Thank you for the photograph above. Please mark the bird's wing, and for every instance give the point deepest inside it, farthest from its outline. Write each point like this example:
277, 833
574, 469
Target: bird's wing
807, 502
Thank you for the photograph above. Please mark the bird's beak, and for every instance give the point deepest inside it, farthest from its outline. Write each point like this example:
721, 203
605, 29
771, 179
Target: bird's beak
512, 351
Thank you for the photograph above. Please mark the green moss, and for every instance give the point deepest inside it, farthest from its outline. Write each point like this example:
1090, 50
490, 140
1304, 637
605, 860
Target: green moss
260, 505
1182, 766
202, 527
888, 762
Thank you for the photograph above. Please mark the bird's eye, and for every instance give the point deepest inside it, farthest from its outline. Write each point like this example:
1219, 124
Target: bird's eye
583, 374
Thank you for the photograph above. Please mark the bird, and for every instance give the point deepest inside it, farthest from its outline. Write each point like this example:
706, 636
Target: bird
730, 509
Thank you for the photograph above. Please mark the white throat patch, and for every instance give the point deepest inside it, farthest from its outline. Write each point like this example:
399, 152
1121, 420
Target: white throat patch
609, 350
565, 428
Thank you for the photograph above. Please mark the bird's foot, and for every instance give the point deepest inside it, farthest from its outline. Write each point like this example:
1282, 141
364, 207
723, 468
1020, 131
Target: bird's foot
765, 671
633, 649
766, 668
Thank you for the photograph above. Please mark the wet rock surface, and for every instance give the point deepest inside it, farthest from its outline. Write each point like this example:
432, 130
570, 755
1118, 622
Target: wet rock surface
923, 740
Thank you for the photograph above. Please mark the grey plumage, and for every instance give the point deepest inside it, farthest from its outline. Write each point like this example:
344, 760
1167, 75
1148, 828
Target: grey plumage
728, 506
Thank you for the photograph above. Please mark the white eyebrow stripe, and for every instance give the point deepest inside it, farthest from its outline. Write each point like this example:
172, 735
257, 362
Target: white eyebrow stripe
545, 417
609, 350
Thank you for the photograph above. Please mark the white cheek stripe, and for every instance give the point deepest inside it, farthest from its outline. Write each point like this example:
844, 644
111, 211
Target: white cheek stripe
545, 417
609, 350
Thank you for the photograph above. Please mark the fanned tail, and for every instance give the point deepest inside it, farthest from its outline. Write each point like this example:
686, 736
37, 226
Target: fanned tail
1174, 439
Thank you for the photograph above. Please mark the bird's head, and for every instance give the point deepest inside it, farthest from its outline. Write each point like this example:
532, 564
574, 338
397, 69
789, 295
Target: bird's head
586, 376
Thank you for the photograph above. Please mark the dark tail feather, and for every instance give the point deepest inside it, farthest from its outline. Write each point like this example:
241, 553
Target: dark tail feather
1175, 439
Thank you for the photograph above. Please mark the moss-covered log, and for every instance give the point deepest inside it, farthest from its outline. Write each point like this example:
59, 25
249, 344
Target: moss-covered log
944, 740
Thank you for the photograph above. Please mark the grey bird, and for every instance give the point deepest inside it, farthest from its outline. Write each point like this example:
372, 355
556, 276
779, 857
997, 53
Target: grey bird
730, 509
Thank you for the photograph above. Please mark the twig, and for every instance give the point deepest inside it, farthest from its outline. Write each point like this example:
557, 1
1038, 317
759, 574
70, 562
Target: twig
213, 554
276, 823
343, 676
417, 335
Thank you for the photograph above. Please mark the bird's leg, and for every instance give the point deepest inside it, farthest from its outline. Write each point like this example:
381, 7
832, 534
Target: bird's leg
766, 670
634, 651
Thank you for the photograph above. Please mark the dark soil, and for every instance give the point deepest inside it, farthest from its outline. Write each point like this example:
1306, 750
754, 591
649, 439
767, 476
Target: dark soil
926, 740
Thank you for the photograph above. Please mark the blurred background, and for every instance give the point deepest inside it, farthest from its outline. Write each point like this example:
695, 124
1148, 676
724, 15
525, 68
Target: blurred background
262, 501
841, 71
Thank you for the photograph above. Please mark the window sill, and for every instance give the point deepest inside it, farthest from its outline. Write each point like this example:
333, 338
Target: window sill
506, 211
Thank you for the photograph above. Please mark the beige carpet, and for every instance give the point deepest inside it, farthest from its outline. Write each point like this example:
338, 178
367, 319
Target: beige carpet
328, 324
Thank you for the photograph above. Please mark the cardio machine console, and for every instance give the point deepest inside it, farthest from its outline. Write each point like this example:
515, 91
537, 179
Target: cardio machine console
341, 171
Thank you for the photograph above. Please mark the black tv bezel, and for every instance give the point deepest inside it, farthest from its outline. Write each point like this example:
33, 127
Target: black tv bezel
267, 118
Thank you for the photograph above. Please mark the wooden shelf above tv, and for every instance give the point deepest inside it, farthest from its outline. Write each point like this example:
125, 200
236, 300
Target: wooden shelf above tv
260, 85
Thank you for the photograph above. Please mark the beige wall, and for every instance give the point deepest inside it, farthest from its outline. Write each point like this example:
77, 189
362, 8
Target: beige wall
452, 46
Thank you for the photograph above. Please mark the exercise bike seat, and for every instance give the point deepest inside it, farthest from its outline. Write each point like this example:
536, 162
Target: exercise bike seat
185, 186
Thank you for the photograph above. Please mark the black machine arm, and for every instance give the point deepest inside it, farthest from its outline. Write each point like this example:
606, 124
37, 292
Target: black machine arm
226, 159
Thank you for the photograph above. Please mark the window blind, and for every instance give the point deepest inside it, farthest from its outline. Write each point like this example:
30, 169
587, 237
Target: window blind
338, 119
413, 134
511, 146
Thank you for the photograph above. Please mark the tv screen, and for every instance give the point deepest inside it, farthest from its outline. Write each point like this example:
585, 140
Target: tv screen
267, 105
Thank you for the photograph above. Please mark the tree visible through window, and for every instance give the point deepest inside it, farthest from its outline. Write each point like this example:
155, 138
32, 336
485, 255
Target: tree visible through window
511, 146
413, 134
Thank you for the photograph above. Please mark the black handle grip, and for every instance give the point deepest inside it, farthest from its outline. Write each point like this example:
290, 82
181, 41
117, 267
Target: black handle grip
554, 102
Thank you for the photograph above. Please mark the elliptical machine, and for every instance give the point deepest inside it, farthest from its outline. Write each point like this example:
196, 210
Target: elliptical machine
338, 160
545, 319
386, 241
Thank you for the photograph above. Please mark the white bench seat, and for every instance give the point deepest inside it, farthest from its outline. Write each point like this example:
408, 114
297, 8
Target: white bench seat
________________
• _WHAT YOU ARE ASKED TO DO_: Retype each entry without altering a single word.

• _THE COMPLETED TASK_:
Thank you for the photograph above. Please mark the bird's wing, and for every instance give the point deepest inside it, farthest from its outline. Write each point like this example:
277, 833
574, 469
Target: bird's wing
807, 502
Thank you for the photograph above. Please mark the bird's beak, and for every instance give the point deepest inside it, farthest from its outline. Write each point like this example:
721, 203
605, 29
771, 179
Target: bird's beak
512, 351
Thank you for the photograph above. Please mark the green moss, and for every instance give the point deepest inside it, farthest from its outline. Write each point like this example:
1090, 50
490, 140
1304, 637
605, 860
Target: green moss
260, 505
1182, 766
202, 527
888, 762
Thank you for the photograph above. Please mark the bird's eye, and for every instance give the point deepest inside it, farthest from its outline. Write each point like this example:
1219, 124
Target: bird's eye
583, 374
Thank you for the photograph above. Please mark the bird, and for every instance give the point deepest inside it, farthest from its outline. Write each point like this example:
706, 636
Target: bird
730, 509
Thank you for the photograph above. Please mark the white throat patch, and for every instance give the point deepest inside it, farthest from its outline. Write each point like this example:
399, 152
1121, 420
Target: white throat patch
609, 350
565, 428
Thank you for the photograph above. Please mark the bird's foot, and for every instance give the point deepest inside it, farthest from its outline. Write each point like this example:
1282, 141
364, 207
723, 468
1020, 131
Target: bird's foot
765, 671
633, 649
766, 668
Thank you for the photograph above. Please mark the wet rock surface, and for every instance give the point deepest inside it, farthest from its outline. Write each point like this example:
432, 130
570, 755
1118, 622
Target: wet rock surface
923, 740
Thank you for the photograph above. Please mark the grey plumage, and for every instance give the point deepest inside it, farthest from its outline. Write each point like this example:
344, 760
1167, 75
1148, 828
Target: grey plumage
728, 506
Thank you for the photograph above. Please mark the white eyebrow stripe, and for every instance give the point deepest inside it, farthest from its outline. Write each point like this example:
172, 735
257, 362
Target: white eyebrow stripe
545, 417
609, 350
Thank you for the photograph above. Please mark the white cheek stripe, and for every instance give the point deepest inside it, farthest from its outline. Write each point like this example:
844, 644
111, 211
Target: white cheek stripe
545, 417
609, 350
Thank you for the photograph above. Please mark the fanned tail, and for every instance give the point deepest inside it, farthest from its outline. Write each point like this example:
686, 736
37, 226
Target: fanned tail
1174, 439
Thank you for the photograph above. Please mark the bird's head, and for every instance give the point deepest inside it, farthest from its outline. Write each point like this example:
532, 564
574, 338
397, 69
789, 295
Target: bird's head
586, 376
Thank you for the photograph above. Please mark the dark tail feather, and for every instance give the point deepest inside it, farthest from its outline. Write each point like this example:
241, 553
Target: dark tail feather
1175, 439
Thank you for the photograph above. Please mark the moss-covered log, and for every instance give the point deepest inside it, farthest from its outline. Write each point like this example:
59, 25
249, 344
Target: moss-covered log
944, 740
Thank you for the photograph above. Please mark the grey bird, and for every instance give the point deepest inside it, farthest from its outline. Write each point like this example:
372, 355
556, 276
779, 857
997, 53
Target: grey bird
730, 509
Thank you for the photograph above. Please mark the twig, and for every instance give the point deepest inside it, farthest from its outline. Write each point like this example:
557, 1
1038, 317
759, 574
70, 562
Target: twig
213, 554
276, 823
343, 676
417, 335
Thank you for the photograph above. Please mark the bird's leg, and for every instance give the point deepest inside it, farthest from its outline. Write each point like this example:
381, 7
832, 534
Target: bird's leg
766, 670
634, 651
Thank you for the photograph above. Please mark the dark soil, and for every instance give the point deepest inside it, farthest from its outline. Write each point like this example:
1306, 750
754, 591
649, 439
767, 476
Target: dark soil
926, 740
Thank you for the photograph above. Please mark the blurred background, and for every instance give the point deepest inside it, farthest from its outline. Write each point like this example:
695, 124
1148, 676
724, 15
525, 68
Target: blurred background
262, 501
841, 71
Thank you for the photograph above. Please mark the window sill, and for every instance give the point deepest inside it, farthest from its outline. Write each point like this example:
333, 338
Target: window sill
506, 211
Thank you for the photograph above. Please mark the beige carpet, and for every instance give the point deepest inside it, farthest from its outline. Write each point like this example:
338, 178
367, 319
Target: beige carpet
328, 324
Thank you for the photograph above. Please mark the cardio machine console, and for every instance give the point deepest inside it, farthest from its outline. Write each point like this example:
515, 91
537, 179
Target: cardio machine console
341, 171
Thank you for the photograph above. Please mark the black tv bezel, and for every instance give the point deepest inside it, farthest from its outline. Write each point like this example:
33, 127
Target: black tv bezel
267, 118
Thank you for the photograph above. Please mark the wooden shelf above tv, and for every instance give the point deepest inside it, farthest from its outline. Write each point like this example:
125, 200
236, 300
Target: wooden shelf above tv
260, 85
Thank you for the photograph above. Please mark the beige wall, and for every instance give the point deepest inside it, farthest from its outline. Write each point like this example:
77, 189
362, 8
Target: beige wall
452, 46
Thank you for the photograph above. Please mark the exercise bike seat, and for every instance give the point deepest inside it, farthest from its outline. Write each point like this example:
536, 162
Target: exercise bike seat
185, 186
Thank you for the photograph above. Please mark the black machine arm, and for every instance give the point deepest inside it, farthest from its outline. Write each point like this example:
606, 124
37, 292
Target: black machine arm
226, 159
Thank you for the photograph above. Please mark the window blind, and for every instance give the point deepest inside it, farthest from its outline. Write each point like this example:
30, 169
587, 237
Target: window blind
338, 119
413, 134
511, 146
Thank you for the photograph above. Please mark the tv screen, and for every instance give the point deepest inside it, farthest from its outline. Write each point like this example:
585, 140
Target: tv screen
267, 105
Thank you for the photograph above. Please mark the tree visible through window, and for every instance give the point deepest inside it, farthest from its outline. Write each point like this example:
155, 138
32, 336
485, 255
Target: tree visible through window
511, 146
413, 134
Thank you for the photograph above. Please mark the black handle grip, and for every instance give the point deepest inside it, farthest from its outline. Write each point like this example:
290, 82
181, 41
117, 267
Target: black handle grip
554, 102
Thank you for the photograph above. Please mark the elliptical machine, and for every instance give the point deepest inside it, farthest from its outline. Write each point like this example:
196, 210
Target: elliptical machine
338, 160
545, 319
386, 241
Thank you for the photograph above. Please mark the white bench seat, and for every instance give the point deepest inside it, farthest from its outline. Write each point like this example:
408, 114
297, 8
Target: white bench seat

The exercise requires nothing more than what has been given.